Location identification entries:
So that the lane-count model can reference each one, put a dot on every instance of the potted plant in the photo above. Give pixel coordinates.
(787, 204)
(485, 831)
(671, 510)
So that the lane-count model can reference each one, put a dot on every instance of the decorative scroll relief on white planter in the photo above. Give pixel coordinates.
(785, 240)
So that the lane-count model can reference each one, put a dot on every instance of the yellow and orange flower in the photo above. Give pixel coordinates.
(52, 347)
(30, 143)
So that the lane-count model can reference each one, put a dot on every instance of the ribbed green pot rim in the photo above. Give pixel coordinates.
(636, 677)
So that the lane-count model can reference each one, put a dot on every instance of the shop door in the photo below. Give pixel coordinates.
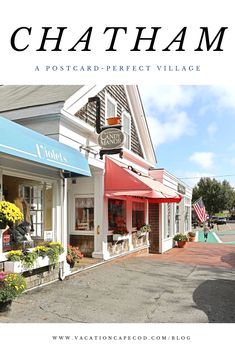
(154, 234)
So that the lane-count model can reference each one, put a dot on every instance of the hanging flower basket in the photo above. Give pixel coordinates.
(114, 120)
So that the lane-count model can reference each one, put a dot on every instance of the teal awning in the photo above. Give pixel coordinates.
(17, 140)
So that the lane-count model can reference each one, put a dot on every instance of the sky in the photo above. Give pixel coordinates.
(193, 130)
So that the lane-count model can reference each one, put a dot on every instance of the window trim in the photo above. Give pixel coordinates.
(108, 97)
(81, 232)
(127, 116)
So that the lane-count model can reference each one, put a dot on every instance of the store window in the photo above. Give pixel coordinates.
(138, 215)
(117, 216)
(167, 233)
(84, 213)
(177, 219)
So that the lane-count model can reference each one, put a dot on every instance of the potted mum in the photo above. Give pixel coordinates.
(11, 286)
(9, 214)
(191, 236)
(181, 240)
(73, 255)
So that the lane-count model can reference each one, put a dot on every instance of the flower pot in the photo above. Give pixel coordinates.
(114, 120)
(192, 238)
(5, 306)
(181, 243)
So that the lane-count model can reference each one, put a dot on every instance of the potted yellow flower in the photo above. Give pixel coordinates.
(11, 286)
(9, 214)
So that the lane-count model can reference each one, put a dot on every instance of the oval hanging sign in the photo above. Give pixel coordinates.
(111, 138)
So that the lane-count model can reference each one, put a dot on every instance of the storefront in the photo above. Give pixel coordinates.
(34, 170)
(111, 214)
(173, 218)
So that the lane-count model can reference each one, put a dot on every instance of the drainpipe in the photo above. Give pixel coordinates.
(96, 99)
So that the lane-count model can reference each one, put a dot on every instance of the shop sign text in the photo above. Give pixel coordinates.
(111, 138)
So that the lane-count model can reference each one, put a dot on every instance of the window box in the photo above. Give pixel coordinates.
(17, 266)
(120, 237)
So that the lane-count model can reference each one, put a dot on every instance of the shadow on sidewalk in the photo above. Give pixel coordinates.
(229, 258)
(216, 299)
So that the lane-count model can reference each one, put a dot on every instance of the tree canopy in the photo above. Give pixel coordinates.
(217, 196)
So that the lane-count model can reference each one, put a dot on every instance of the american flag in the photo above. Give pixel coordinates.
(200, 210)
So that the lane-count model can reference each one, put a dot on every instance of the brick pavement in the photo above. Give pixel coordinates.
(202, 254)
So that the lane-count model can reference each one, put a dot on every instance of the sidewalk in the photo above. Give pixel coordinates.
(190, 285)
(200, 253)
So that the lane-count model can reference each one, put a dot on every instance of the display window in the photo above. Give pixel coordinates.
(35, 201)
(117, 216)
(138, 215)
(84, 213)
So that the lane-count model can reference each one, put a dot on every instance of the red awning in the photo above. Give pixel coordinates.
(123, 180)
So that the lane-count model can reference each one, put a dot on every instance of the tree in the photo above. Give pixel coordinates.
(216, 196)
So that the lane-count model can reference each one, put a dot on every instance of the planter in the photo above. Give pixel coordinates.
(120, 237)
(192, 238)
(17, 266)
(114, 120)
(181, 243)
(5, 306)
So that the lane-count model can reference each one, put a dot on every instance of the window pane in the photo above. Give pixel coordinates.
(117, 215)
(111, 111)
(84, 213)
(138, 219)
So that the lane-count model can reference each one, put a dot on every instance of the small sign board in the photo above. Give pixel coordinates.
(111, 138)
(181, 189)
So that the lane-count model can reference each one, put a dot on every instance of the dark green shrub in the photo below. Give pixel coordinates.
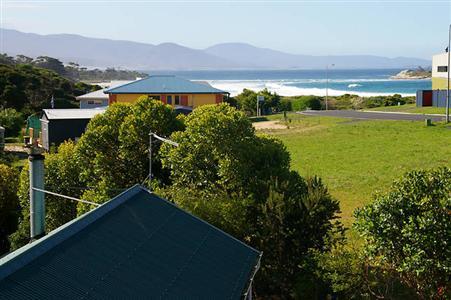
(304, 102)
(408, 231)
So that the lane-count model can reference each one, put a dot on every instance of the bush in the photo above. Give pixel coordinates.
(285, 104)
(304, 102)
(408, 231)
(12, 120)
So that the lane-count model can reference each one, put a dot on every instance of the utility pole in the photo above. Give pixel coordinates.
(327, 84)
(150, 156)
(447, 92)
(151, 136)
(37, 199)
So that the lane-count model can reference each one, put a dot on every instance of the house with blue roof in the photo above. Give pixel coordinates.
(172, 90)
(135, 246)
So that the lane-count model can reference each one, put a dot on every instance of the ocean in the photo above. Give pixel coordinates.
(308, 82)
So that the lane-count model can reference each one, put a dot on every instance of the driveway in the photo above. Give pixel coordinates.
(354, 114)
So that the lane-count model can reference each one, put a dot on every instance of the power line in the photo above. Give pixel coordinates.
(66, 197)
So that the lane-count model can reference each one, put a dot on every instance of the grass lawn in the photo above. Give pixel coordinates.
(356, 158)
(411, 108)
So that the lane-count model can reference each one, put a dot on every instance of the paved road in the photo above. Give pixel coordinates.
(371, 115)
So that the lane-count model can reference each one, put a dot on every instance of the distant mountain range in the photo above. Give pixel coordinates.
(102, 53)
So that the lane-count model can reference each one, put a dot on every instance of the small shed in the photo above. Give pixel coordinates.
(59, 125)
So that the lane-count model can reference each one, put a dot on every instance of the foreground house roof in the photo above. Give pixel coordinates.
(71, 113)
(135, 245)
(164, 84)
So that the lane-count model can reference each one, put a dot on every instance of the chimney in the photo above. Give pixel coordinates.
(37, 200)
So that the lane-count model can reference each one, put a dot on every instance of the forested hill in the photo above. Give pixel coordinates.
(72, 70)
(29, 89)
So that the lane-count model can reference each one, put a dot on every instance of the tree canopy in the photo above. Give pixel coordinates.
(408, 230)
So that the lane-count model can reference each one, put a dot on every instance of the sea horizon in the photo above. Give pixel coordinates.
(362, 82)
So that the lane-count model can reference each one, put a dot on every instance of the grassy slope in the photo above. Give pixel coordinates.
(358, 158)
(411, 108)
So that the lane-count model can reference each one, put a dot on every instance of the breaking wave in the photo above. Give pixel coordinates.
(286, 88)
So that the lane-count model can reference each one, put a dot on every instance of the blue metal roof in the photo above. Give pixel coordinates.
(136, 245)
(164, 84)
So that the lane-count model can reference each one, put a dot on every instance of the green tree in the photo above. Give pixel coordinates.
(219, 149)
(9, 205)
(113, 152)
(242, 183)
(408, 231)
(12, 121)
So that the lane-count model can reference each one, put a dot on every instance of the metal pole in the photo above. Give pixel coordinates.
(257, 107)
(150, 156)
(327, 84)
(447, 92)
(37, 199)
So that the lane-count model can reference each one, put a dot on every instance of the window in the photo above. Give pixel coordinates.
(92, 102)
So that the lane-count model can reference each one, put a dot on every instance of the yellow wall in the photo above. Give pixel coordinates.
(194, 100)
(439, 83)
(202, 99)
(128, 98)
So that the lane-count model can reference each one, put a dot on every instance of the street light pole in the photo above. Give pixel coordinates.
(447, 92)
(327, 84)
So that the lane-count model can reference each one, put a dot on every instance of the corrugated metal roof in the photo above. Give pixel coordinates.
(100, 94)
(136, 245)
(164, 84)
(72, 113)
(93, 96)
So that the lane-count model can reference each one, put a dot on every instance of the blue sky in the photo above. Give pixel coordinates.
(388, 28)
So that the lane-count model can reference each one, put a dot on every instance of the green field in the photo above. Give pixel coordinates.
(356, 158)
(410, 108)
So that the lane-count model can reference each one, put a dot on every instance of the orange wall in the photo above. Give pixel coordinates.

* * *

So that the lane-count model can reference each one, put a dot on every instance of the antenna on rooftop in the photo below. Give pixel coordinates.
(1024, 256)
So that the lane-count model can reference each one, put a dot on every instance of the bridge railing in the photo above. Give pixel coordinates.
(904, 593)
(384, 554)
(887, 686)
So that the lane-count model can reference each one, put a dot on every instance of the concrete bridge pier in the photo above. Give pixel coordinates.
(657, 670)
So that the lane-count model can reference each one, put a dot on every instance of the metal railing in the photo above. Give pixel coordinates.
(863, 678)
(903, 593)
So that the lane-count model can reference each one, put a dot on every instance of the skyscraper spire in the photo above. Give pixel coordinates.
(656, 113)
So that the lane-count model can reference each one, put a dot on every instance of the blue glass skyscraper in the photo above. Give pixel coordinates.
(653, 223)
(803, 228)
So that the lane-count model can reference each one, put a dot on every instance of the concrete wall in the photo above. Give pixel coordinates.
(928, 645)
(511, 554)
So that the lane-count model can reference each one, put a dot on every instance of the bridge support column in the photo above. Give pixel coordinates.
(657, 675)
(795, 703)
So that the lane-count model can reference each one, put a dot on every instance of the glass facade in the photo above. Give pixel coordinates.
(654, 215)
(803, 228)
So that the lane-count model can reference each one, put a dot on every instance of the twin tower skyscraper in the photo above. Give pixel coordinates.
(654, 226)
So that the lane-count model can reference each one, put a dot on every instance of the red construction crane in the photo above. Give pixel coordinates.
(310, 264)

...

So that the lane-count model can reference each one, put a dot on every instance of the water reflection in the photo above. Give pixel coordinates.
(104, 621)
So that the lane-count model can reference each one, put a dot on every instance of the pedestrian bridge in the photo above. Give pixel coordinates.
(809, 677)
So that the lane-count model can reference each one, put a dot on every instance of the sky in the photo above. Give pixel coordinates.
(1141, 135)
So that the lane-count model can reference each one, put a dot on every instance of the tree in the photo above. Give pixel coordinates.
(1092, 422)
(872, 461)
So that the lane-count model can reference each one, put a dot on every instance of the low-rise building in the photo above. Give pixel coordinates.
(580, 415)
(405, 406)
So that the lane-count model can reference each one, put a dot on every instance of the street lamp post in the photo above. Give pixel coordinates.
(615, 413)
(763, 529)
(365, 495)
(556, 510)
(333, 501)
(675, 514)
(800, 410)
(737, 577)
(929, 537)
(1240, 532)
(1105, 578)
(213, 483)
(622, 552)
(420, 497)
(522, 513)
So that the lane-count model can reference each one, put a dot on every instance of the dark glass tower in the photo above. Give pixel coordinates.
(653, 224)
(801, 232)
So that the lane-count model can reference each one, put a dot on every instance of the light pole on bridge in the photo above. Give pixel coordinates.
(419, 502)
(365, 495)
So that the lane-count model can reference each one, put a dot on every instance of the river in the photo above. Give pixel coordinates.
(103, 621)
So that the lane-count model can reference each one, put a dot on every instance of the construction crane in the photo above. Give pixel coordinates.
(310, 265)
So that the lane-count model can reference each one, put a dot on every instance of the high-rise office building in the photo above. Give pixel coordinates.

• Set problem:
Copy out verbatim the lines of the material above, starting at the line containing "of the corrugated" and ending at the line containing "of the orange", both included.

• Output:
So that the lane-count model can reference each one, put a dot on every instance of the corrugated metal roof in the photo above. Give pixel coordinates.
(100, 94)
(136, 245)
(164, 84)
(72, 113)
(93, 96)
So that the lane-count model can reference each one, put a dot on every instance of the blue sky in the photo above. Give pixel coordinates.
(388, 28)
So that the lane-count model can reference each one, put a dot on every instance of the green field in the photo above. Give pixel coordinates.
(356, 158)
(410, 108)
So that the lane-count model can reference each one, put a dot on every instance of the orange wall in the photo above. Give pixel coordinates.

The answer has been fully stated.